Verifying Data in Production Whitepaper

 

Verifying production data is critical for data-driven businesses

Testing data and data-centric applications is a vital step for organizations that are using their data to drive their business.  This article covers verifying data in production and how this process is different from testing performed in the development process. Verifying data in production is a critical step for organizations that rely on their data for decision making.

This step is performed after data integration processes are executed or after any changes to the data of the system. This verification includes several important aspects, but they can be summed up in the three R’s: Is the data reconciled? Is it related? And is it reasonable?

  • The reconciliation of data is performed by comparing counts, totals, and balances amongsources. For example, if the daily sales transactions in your source system total $100,000, then the daily sales in your data warehouse should also be $100,000.

  • The relationship of data is verified by examining the categorization of the data and how it relates to other data. Continuing the example above, your data warehouse total sales might match the source system, but if 80% of the sales are recorded against an “unknown” product, the data isn’t related in a useful way for decision making.

  • The reasonableness of data is determined by looking at trends, history, and tolerances. If historically your data warehouse daily sales total within +/- 10% of $100,000 (a range of $90,000 to $110,000), seeing daily sales of $200,000 would trigger some additional investigation to ensure the results were valid.

• **SHORT PROBLEM 1**: In the whitepaper on verifying production data, rewrite the part from "Verifying production data" to "data for decision making.", putting "companies" in place of "organizations".

• **RECORDED DATA**:
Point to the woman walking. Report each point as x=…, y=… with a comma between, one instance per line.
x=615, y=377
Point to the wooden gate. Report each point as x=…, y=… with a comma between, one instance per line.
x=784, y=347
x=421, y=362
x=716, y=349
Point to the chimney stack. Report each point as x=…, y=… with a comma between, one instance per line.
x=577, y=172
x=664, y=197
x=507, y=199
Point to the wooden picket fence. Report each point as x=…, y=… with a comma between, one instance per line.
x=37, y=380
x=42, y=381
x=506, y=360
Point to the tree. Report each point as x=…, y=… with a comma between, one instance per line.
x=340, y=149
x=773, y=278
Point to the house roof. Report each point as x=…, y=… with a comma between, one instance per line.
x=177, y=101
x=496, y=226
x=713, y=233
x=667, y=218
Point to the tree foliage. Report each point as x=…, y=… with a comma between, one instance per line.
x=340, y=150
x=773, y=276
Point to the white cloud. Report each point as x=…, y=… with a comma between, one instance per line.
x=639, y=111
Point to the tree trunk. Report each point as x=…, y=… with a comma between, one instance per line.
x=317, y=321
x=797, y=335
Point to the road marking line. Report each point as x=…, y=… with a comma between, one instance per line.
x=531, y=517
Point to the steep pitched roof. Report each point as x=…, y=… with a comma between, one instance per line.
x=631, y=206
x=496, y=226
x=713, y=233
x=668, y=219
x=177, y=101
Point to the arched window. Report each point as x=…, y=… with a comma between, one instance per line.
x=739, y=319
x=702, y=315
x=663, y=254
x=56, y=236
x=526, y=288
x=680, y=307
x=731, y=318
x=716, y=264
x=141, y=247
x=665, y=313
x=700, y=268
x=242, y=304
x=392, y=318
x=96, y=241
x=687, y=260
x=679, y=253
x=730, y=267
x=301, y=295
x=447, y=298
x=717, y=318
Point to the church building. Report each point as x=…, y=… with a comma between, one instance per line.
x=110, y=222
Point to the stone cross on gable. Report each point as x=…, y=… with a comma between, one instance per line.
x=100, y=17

• **SHORT PROBLEM 2**: From the entries, copy the lines verbatim from the line with "Point to the tree foliage." to the line with "x=639, y=111".

• **FULL OUTPUT 1**:
Verifying production data is critical for data-driven businesses

Testing data and data-centric applications is a vital step for companies that are using their data to drive their business.  This article covers verifying data in production and how this process is different from testing performed in the development process. Verifying data in production is a critical step for companies that rely on their data for decision making.

• **FULL OUTPUT 2**:
Point to the tree foliage. Report each point as x=…, y=… with a comma between, one instance per line.
x=340, y=150
x=773, y=276
Point to the white cloud. Report each point as x=…, y=… with a comma between, one instance per line.
x=639, y=111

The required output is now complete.